Segmentation mask data
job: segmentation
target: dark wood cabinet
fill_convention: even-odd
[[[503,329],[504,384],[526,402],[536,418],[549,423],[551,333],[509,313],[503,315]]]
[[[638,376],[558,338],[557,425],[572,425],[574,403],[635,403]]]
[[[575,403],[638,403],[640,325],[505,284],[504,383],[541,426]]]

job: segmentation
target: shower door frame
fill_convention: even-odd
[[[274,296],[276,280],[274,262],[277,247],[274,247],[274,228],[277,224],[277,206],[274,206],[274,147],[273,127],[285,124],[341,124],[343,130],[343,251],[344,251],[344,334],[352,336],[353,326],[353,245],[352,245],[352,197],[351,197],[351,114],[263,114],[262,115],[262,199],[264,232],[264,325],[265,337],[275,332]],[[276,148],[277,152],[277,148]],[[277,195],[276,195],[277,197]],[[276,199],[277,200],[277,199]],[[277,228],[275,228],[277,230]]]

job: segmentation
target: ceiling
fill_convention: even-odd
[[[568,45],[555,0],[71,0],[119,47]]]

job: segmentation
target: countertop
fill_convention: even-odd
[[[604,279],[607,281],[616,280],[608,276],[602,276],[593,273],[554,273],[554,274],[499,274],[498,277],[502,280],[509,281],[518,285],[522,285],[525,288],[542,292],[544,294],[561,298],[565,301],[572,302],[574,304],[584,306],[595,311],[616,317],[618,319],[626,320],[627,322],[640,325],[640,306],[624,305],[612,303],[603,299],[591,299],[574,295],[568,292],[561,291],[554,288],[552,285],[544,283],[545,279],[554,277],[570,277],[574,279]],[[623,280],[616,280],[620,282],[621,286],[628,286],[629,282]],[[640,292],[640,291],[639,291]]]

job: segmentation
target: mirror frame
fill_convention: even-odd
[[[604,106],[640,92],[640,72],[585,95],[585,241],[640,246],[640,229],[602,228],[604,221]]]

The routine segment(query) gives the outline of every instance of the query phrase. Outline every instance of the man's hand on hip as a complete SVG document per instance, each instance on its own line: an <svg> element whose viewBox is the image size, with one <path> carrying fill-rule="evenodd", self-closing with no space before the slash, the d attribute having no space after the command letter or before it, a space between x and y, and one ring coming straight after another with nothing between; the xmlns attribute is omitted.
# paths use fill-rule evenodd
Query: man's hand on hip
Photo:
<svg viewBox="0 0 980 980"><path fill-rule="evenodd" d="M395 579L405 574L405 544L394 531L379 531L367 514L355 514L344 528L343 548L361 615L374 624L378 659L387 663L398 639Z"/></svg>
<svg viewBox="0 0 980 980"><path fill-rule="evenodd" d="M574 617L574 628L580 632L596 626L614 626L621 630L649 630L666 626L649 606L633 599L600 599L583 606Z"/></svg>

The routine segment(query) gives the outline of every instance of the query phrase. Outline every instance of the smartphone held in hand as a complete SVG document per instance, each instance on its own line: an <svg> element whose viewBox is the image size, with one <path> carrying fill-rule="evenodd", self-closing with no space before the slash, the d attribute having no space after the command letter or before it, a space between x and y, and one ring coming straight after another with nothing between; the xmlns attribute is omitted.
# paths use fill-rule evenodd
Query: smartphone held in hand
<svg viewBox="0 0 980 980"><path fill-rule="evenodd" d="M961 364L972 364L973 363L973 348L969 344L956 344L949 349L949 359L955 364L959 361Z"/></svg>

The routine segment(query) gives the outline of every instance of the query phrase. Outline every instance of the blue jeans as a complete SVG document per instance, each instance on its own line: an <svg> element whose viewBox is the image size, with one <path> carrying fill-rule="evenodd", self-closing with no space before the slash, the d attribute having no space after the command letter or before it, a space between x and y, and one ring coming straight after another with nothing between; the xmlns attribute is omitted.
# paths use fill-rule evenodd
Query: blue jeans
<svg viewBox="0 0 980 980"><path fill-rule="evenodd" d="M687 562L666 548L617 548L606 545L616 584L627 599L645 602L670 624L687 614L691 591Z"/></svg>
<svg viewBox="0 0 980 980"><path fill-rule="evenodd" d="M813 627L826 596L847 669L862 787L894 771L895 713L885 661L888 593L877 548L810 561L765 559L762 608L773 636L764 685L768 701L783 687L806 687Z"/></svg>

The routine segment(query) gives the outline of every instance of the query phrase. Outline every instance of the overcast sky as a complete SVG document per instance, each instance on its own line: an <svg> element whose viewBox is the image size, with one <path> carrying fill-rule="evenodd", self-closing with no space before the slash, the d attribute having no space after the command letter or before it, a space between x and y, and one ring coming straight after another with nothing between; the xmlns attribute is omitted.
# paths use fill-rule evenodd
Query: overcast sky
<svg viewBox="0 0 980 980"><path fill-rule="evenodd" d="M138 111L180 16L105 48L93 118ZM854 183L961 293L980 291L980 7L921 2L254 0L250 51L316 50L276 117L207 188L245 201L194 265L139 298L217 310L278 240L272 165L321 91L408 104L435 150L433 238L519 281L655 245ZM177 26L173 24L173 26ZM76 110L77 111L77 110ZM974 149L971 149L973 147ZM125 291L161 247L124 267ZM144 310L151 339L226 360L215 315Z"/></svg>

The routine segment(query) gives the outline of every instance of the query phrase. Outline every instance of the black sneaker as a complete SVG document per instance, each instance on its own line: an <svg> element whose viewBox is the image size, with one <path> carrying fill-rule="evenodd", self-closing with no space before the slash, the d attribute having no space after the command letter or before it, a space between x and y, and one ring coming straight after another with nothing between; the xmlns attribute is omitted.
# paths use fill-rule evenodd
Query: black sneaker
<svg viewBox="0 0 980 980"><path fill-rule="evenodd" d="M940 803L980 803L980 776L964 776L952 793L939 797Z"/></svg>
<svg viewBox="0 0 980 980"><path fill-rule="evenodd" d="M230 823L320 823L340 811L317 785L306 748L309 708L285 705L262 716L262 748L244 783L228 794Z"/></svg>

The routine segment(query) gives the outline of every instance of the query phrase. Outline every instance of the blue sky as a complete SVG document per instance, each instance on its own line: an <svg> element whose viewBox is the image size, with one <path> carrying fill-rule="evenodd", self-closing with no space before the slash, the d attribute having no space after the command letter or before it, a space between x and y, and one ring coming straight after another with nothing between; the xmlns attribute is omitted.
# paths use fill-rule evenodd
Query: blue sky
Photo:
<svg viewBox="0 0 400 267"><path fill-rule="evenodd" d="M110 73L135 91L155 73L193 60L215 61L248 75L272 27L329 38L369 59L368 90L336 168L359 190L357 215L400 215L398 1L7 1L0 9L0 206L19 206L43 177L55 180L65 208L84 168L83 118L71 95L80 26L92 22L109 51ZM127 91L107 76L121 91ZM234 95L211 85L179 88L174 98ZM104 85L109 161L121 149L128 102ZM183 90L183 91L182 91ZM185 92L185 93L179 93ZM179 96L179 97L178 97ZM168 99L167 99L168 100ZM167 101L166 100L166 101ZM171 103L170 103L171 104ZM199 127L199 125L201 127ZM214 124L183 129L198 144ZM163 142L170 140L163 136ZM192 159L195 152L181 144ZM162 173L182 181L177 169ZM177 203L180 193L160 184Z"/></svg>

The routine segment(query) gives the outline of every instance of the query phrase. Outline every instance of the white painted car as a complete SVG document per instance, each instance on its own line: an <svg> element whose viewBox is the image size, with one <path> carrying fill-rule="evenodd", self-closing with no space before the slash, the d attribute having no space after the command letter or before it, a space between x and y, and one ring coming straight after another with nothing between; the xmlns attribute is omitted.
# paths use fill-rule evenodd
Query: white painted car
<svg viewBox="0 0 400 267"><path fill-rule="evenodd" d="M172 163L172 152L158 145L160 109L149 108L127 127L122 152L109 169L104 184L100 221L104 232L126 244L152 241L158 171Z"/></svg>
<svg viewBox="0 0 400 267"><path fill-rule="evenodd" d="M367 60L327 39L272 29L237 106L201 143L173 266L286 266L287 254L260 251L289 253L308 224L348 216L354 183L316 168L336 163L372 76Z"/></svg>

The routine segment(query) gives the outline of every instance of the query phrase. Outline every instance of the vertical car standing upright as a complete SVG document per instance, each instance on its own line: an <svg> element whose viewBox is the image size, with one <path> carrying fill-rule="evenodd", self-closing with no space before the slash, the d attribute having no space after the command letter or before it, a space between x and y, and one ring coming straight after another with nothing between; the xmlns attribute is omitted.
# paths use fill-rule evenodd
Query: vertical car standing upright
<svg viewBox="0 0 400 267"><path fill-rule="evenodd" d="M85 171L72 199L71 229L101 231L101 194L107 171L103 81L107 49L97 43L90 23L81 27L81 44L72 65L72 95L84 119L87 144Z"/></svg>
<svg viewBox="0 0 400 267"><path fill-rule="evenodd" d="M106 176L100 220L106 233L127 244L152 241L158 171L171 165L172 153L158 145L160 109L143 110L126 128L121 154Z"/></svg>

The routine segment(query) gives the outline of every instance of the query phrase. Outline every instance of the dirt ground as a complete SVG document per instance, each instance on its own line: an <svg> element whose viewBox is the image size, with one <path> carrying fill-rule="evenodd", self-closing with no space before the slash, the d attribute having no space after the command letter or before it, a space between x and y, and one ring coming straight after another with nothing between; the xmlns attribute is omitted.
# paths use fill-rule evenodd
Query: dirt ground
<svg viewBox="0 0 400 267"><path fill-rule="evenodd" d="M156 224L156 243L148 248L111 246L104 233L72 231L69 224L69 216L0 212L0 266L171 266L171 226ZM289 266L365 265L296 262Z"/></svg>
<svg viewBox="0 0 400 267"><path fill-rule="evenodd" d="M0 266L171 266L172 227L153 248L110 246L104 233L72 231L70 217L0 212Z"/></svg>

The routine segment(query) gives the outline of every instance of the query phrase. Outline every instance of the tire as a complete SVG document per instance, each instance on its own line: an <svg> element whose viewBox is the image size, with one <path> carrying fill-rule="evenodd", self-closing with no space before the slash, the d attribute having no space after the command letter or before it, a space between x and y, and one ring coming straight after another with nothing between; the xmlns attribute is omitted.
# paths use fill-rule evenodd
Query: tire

[TASK TO CARRY OUT] Could you restate word for word the lines above, from the one that contains "target: shower door frame" through the one that contains "target: countertop", and no others?

[YOUR SOLUTION]
target: shower door frame
fill_convention: even-odd
[[[274,296],[276,280],[274,262],[277,247],[274,247],[274,228],[277,224],[277,206],[274,206],[274,147],[273,127],[285,124],[341,124],[343,130],[343,251],[344,251],[344,334],[352,336],[353,326],[353,245],[352,245],[352,197],[351,197],[351,114],[263,114],[262,115],[262,199],[264,232],[264,325],[265,337],[275,332]],[[276,148],[277,152],[277,148]],[[277,195],[276,195],[277,197]],[[276,199],[277,200],[277,199]],[[277,228],[275,228],[277,230]]]

job: segmentation
target: ceiling
fill_convention: even-odd
[[[568,45],[555,0],[71,0],[119,47]]]

job: segmentation
target: countertop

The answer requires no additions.